The Union Budget 2025-26 has ushered in a wave of optimism among exporters, reaffirming the government’s commitment to expanding India’s footprint in the international space. Export Promotion has been identified as one of the key priorities in this year’s budget. Aligned with the vision of Viksit Bharat, the budget has focused on strategic reforms and targeted interventions to position India as an emerging player in global trade.
There has been a cogent approach, with sector specific focus to achieve the long-term goals of Viksit Bharat. Given the target of USD 2 trillion exports by 2030, the budget provides a roadmap to reach that milestone. Setting up of Export Promotion Mission is a welcome step. The mission will focus on multiple parameters such as facilitation of easier access to credit, cross-border factoring support and providing assistance to MSMEs in overcoming non-tariff barriers in the international markets.
Another progressive measure in the budget is the proposal to develop ‘BharatTradeNet,’ – a much-needed unified digital platform for international trade. Intended to streamline trade documentation and financing solutions, this platform will complement the Unified Logistics Interface Platform and align with international best practices, making trade more seamless and efficient. Similarly, the move to develop a framework for states for promoting Global Capability Centres (GCCs) in tier-2 cities is a promising step. This initiative will expand economic opportunities in emerging cities by creating jobs, attracting investment, promote inclusivity by empowering smaller cities and encourage partnerships between state governments and private sector companies. Given that most states – except Gujarat (31%), Maharashtra (15%) and Tamil Nadu (10%) – have a limited share in exports, this initiative will play a crucial role in expanding India’s export base.
There has been a lot of sector-specific announcements in this budget, with a stark focus on increasing production and strengthening the manufacturing base, aiming to drive a sustained upswing in exports in these sectors.
- With an objective to enhance the global competitiveness of labour-intensive industries, the budget has outlaid strategies for select sectors to strengthen their presence in global markets. A dedicated scheme for the toys sector to develop clusters and a manufacturing ecosystem, along with a focus product scheme for footwear and leather, will create a strong pathway for these industries. Further, the relaxation in the export time period for handicraft products from six months to one years will provide greater flexibility to exporters and enhance global opportunities.
- The emphasis on agri and marine products reflects the government’s commitment to unlock the potential of niche sectors. An enabling framework for sustainable harnessing of fisheries from Indian Exclusive Economic Zone and High Seas, will strengthen India’s presence in global seafood markets. Likewise, the ‘Mission for Cotton Productivity’ paves the way for a transformative leap in yield, sustainability and the cultivation of extra-long staple cotton, essential for accelerated growth of the textiles sector.
- Similarly, to cater to the rising demand from advanced economies, the budget accords special focus to strengthening Makhana (Fox Nuts) production.

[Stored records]

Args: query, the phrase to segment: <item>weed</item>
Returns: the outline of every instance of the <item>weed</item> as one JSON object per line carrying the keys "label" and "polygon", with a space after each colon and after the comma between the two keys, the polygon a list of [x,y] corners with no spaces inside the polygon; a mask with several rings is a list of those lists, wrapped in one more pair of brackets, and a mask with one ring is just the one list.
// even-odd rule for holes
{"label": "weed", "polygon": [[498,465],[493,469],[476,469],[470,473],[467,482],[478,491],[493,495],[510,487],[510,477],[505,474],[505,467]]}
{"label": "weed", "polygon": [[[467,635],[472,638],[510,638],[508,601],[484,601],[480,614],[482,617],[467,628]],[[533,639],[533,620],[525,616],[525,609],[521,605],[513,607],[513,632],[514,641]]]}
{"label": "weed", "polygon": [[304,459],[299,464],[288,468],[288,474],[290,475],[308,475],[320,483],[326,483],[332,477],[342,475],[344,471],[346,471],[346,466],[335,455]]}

#### QUESTIONS TO ANSWER:
1) Answer these questions from the budget text:
(a) What export target for 2030 does the budget text give?
(b) Which existing platform will BharatTradeNet complement?
(c) Which three states does the budget text name as having notable shares of exports, and what share is given for each?
2) Decide whether each statement agrees with the budget text. Give yes or no, and quote the words of the text that settle it.
(a) The budget provides a dedicated scheme for the toys sector to develop clusters.
(b) The Export Promotion Mission will help large corporations overcome tariff barriers.
(c) The Mission for Cotton Productivity includes the cultivation of extra-long staple cotton.
3) Continue the budget text, beginning after its final sentence about Makhana production.
The listing above is separate material and has no connection to the budget text.

#### TASK ANSWERS:
1)
(a) USD 2 trillion in exports by 2030.
(b) The Unified Logistics Interface Platform.
(c) Gujarat (31%), Maharashtra (15%) and Tamil Nadu (10%).

2)
(a) Yes: "A dedicated scheme for the toys sector to develop clusters and a manufacturing ecosystem"
(b) No: "providing assistance to MSMEs in overcoming non-tariff barriers in the international markets"
(c) Yes: "the cultivation of extra-long staple cotton"

3)
In the last year’s Union Budget, Finance Minister had announced a roadmap towards tariff rationalisation. This year’s budget has taken it forward. There have been several measures to rationalise the customs duty framework and address the challenge of inverted duty structure across different sectors. The budget has removed seven tariff rates, which are in addition to the tariff rates removed in the last year’s budget. This leaves India with now a simplified tariff structure with 8 slabs. Additionally, levying of single cess or surcharge will reduce complexities and foster a more business-friendly environment for the domestic industry. The rationalisation of duty structure has reduced India’s average customs duty rate from 11.65% to 10.66%, moving closer to ASEAN standards.
There have been some key changes in customs duty across varied sectors including electronics, automobiles, textiles and healthcare sector. Reductions in duties on marine products, chemicals, critical minerals, drugs and medicines, intermediate goods for textile, handicraft and leather products, as well as capital goods used in manufacturing lithium-ion batteries for EVs, inputs & parts of capital goods and motorcycles, will reduce input costs, deepen value addition and promote export competitiveness.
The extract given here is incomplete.